====== Provided text

One reason for selecting the four lessons below was that in grade 2, 5, and 7 the principals advised us to visit the teachers because they were recognised as good examples of teachers who used one-to-one computing frequently during teaching and learning. The grade 8 lesson was based on some students’ advice about a teacher who, from their perspective, was good at using ICT. For the first (1) and second (2) cluster of didactical designs, two cohorts of students in grade 2 and 5 were selected. For the third cluster (3), which were the most student-active designs, two cohorts of students in grade 7 and 8 were selected. Below, a brief contextual description is given of these didactical designs.

 

Lesson in grade 2 – traditional teaching

The grade 2 lesson represented a traditional didactical design based upon a unidirectional teacher-student interaction from teacher to student. The students were organised in pairs with one tablet for two students. Here, the students studied mathematics and the commutative rule for 60 minutes. From a list of three numbers – 2, 5, and 10 – students were asked to make an illustration, for example, of 2 × 5 and 5 × 2 by using different materials (e.g. piles of scissors or toy bears) and taking and writing the numbers in the software application (app) BookCreator. This instruction was given at the start of the lesson and then imitated during the lesson. When a task was completed, the students presented the assignment to another group of students and continued by doing the task in the same sequence again but selecting another combination of numbers from the three original numbers.

============
====== Listed entries

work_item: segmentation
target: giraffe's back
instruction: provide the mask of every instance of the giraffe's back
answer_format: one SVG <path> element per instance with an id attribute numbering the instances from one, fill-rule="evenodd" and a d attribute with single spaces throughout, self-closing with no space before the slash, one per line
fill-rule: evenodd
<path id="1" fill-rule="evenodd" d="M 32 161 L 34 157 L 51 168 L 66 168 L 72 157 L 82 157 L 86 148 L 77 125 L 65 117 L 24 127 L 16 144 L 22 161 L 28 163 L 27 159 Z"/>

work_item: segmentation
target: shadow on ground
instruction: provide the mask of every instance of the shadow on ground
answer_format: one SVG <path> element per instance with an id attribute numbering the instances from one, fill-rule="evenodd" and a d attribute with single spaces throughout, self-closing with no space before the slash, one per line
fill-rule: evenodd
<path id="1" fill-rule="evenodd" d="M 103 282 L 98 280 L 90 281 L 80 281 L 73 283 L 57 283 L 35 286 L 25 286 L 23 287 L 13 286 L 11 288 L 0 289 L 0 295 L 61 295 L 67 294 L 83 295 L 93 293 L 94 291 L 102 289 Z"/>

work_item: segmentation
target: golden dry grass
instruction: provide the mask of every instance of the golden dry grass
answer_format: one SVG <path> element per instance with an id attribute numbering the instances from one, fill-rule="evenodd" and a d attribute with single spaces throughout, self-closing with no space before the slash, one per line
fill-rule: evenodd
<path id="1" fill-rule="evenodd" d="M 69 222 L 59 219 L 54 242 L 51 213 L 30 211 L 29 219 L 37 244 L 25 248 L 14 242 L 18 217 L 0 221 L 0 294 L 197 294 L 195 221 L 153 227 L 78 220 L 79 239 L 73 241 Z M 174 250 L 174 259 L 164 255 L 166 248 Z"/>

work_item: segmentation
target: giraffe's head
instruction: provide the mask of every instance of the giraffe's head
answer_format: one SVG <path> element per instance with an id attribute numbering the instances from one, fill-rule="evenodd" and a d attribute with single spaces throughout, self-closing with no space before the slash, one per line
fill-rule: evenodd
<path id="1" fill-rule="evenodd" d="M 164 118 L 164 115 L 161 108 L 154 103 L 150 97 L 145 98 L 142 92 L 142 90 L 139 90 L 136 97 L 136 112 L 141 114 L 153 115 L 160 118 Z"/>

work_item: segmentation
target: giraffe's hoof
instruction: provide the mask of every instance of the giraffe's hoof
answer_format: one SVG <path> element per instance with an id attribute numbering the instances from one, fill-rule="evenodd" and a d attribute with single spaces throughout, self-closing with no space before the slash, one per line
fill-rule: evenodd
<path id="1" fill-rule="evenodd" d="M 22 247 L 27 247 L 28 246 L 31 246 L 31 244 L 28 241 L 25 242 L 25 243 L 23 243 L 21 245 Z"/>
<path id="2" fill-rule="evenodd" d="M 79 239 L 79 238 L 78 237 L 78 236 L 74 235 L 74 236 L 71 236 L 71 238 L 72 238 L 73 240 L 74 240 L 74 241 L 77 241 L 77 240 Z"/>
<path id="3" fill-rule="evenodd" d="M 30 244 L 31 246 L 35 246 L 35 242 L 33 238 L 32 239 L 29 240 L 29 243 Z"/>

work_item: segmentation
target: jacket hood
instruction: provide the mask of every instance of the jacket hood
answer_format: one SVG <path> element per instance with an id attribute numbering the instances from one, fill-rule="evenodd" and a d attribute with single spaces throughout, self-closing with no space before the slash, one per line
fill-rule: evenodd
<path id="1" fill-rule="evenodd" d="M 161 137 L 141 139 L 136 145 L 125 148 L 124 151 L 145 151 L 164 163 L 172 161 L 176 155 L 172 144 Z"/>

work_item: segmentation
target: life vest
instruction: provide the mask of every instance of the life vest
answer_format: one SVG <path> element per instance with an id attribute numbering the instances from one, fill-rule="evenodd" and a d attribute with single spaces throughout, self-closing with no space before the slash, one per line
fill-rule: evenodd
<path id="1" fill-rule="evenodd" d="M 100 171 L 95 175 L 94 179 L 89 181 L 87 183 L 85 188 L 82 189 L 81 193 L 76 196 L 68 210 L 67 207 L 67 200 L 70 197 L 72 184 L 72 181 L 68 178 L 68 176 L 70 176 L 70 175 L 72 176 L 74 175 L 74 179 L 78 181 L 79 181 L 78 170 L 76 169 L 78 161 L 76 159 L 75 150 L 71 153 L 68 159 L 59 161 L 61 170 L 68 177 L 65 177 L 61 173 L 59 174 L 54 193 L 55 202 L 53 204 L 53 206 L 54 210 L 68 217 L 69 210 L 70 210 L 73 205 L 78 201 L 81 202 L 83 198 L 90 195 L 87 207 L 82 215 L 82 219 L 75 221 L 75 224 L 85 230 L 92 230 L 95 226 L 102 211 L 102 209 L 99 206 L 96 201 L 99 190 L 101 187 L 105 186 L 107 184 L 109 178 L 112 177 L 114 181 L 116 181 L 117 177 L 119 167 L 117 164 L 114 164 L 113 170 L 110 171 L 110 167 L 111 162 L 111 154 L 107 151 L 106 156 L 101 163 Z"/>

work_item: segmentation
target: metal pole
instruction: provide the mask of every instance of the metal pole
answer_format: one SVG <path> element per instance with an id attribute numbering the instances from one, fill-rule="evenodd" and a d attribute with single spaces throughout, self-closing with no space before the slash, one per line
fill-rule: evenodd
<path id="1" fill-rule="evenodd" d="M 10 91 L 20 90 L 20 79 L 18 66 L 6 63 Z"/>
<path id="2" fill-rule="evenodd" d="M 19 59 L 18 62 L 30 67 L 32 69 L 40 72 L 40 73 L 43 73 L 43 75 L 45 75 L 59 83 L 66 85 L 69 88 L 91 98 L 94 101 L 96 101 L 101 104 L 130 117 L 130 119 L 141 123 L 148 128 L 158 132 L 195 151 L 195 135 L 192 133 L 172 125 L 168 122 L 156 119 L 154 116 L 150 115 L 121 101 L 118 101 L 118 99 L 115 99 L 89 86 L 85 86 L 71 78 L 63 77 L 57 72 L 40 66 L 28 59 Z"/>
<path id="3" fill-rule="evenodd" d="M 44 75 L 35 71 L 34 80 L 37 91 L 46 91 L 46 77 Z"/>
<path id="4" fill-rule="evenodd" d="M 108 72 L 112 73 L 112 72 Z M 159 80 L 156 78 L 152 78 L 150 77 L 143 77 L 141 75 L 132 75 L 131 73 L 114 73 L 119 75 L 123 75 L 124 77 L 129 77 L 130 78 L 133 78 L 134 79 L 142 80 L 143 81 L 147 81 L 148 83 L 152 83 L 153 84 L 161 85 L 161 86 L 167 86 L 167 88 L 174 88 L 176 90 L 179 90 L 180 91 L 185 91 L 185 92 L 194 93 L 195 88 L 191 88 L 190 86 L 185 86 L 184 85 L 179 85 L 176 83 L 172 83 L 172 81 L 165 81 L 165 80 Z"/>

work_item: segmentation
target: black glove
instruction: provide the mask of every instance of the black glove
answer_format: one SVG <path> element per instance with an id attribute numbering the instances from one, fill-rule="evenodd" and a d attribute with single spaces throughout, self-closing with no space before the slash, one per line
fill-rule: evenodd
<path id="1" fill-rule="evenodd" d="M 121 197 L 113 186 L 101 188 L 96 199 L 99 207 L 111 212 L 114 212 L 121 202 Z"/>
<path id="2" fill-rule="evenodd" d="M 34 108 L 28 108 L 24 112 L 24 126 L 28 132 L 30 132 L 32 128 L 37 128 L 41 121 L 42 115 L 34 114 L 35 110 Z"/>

============

What to do:
According to the text about didactical designs, for how long did the grade 2 students study mathematics and the commutative rule? The material has no connection to the text about didactical designs.

Result of the task:
They studied it for 60 minutes.